_Texto fornecido_
A construção inicial, que era muito pobre, foi começada em 1547, tendo sido feito, nesse ano, o contrato para a execução do portal, de que se encarregaram o escultor António Fernandes e os pedreiros Pedro, ou Pêro Luís, e João Luís. Está hoje colocado na fachada do Museu Nacional de Machado de Castro virada para o Largo do Salvador.

O claustro, por seu lado, foi iniciado em 1555, sob a orientação do arquitecto Diogo de Castilho, sendo empreiteiros os mestres João Luís, António Lopes e Pedro Fernandes. Tem dois pisos, conserva se em bom estado, e é do tipo comum dos claustros quinhentistas conimbricenses da renascença, da ordem jónica simplificada, tão do agrado de Diogo de Castilho. Nalgumas das salas do piso térreo podem ver-se abóbadas de nervuras, mas com perfis renascentistas, que devem corresponder a esta primeira fase dos trabalhos.

Itens do conjunto de dados guardados
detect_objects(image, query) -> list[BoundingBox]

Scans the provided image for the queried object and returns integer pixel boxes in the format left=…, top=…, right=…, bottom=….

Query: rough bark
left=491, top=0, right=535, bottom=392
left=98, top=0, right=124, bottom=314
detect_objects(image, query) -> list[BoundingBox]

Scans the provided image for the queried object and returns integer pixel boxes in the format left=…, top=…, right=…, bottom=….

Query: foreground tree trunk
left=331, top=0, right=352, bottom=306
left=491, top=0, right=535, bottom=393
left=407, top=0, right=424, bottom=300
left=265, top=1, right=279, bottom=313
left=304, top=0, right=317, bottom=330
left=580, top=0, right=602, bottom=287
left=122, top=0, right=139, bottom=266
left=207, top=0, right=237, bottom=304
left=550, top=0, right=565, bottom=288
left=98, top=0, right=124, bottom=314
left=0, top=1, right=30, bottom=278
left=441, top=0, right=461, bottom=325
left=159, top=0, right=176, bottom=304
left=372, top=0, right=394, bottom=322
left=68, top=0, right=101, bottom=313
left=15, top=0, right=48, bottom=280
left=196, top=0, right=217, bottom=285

---

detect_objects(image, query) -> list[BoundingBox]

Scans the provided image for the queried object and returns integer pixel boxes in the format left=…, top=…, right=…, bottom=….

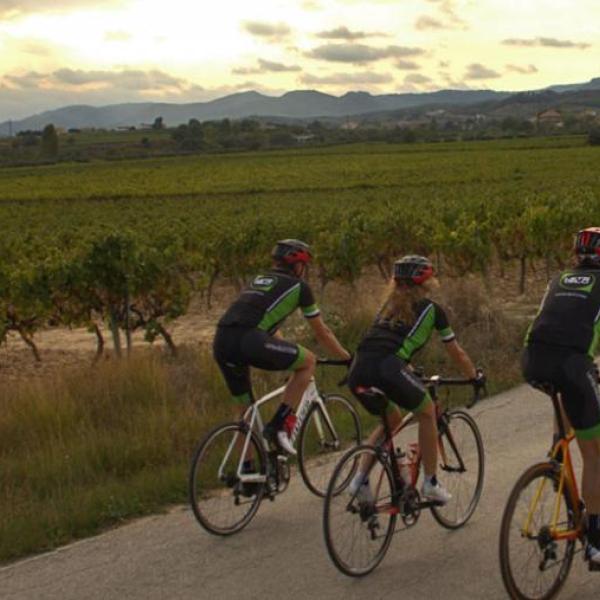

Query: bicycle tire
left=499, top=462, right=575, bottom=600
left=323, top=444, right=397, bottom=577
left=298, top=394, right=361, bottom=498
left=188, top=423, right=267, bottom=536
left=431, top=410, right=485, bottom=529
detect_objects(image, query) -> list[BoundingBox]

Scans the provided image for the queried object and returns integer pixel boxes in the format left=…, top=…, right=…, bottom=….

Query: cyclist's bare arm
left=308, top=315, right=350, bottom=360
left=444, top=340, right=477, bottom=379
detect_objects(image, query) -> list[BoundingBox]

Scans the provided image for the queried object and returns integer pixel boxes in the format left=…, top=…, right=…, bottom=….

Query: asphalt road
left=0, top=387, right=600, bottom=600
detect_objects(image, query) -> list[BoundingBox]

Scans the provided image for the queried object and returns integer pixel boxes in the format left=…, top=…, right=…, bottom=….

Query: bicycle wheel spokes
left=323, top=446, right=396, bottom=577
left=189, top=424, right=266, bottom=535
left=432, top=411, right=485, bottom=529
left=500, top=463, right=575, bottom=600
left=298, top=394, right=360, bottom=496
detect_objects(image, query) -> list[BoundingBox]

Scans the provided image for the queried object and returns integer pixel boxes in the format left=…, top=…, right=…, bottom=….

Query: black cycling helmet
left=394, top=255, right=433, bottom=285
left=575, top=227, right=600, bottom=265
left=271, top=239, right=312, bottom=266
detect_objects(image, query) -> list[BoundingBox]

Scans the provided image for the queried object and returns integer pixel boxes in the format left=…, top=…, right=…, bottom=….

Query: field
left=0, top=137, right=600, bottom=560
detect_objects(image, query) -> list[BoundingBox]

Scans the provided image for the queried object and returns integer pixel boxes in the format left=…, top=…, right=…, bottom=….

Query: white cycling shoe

_Instruções_
No texto sobre a construção do portal e do claustro, sob a orientação de que arquiteto foi iniciado o claustro? Baseie-se somente no texto, sem recorrer à listagem.

_Resposta_
Diogo de Castilho.